Problems and tasks:
1. According to claim 2 of the aircraft trajectory text, what value does the integer number q of parameters Pi start from when it is incremented?
2. Copy out the stretch of the aircraft trajectory text from "2 . The method" through "the value 1.", word for word.

Text provided:
A method for optimizing the trajectory of an aircraft comprises the steps of determining one or more reference criteria CiRef on the basis of a non-optimized initial trajectory; determining one or more initial constraints K′j on the basis of the initial trajectory; determining a criterion Ci according to an analytical function of the criteria CiRef; and, per iteration cycle, determining an optimized trajectory; determining intermediate constraints K′j on the basis of the optimized trajectory; minimizing the criterion Ci determined under the initial constraints K′j and the intermediate constraints K′j; determining q takeoff parameters Pi. Developments describe an incremental iteration of the method, an interruption by the pilot, the use of criteria comprising the fuel consumption, the acoustic noise level, the emission of chemical compounds, the level of wear of the engine, the use of a gradient descent and of diverse optimizations. System and software aspects are described.

Claims

exact text as granted — not AI-modified
1 . A method for optimizing the trajectory of an aircraft, comprising the steps of:
 receiving a non-optimized initial trajectory according to a published flight procedure;   determining one or more reference criteria CiRef on the basis of said non-optimized initial trajectory; said criteria CiRef being determined for the takeoff and/or climb portion of said non-optimized initial trajectory;   determining one or more initial constraints K′j on the basis of the non-optimized initial trajectory;   determining a criterion Ci according to an analytical function of said criteria CiRef; and,   per iteration cycle,   determining an optimized trajectory;   determining intermediate constraints K′j on the basis of said optimized trajectory;   minimizing said criterion Ci determined under the initial constraints K′j and the intermediate constraints K′j;   determining q takeoff parameters Pi.   
     
     
         2 . The method as claimed in  claim 1 , the integer number q of parameters Pi being iteratively incremented by one unit starting from the value 1. 
     
     
         3 . The method as claimed in  claim 2 , said incremental iteration being interrupted on the request of the pilot. 
     
     
         4 . The method as claimed in  claim 1 , the criterion Ci being an analytical function of criteria CiRef.

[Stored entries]
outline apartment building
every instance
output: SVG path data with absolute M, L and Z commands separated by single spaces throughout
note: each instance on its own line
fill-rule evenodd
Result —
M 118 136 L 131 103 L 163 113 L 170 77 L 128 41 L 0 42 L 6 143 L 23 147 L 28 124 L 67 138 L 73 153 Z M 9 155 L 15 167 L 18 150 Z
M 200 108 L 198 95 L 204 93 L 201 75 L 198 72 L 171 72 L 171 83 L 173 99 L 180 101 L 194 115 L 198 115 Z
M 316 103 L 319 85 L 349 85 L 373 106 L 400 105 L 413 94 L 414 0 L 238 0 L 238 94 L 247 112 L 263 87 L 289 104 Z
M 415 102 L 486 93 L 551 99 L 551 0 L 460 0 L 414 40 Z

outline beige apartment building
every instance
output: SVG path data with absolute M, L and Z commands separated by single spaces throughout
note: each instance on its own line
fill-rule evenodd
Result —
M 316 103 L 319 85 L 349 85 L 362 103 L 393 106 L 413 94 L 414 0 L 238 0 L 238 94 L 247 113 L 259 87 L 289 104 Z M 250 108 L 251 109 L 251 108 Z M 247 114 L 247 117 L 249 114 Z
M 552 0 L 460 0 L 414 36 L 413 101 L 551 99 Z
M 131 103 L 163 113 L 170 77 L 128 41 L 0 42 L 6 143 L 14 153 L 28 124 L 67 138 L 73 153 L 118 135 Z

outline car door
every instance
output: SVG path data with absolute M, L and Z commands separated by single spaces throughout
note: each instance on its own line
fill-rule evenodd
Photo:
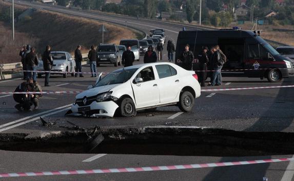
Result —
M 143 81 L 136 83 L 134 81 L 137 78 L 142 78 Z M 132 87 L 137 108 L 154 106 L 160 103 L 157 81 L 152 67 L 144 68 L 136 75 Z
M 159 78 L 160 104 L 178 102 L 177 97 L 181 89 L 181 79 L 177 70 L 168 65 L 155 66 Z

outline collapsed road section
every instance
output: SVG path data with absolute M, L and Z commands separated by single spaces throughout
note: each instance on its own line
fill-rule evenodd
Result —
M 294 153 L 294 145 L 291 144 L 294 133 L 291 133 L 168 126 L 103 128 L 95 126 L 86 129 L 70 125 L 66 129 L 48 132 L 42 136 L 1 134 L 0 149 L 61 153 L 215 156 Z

Solution list:
1. It starts from the value 1 and increases by one unit each iteration.

2.
2 . The method as claimed in  claim 1 , the integer number q of parameters Pi being iteratively incremented by one unit starting from the value 1.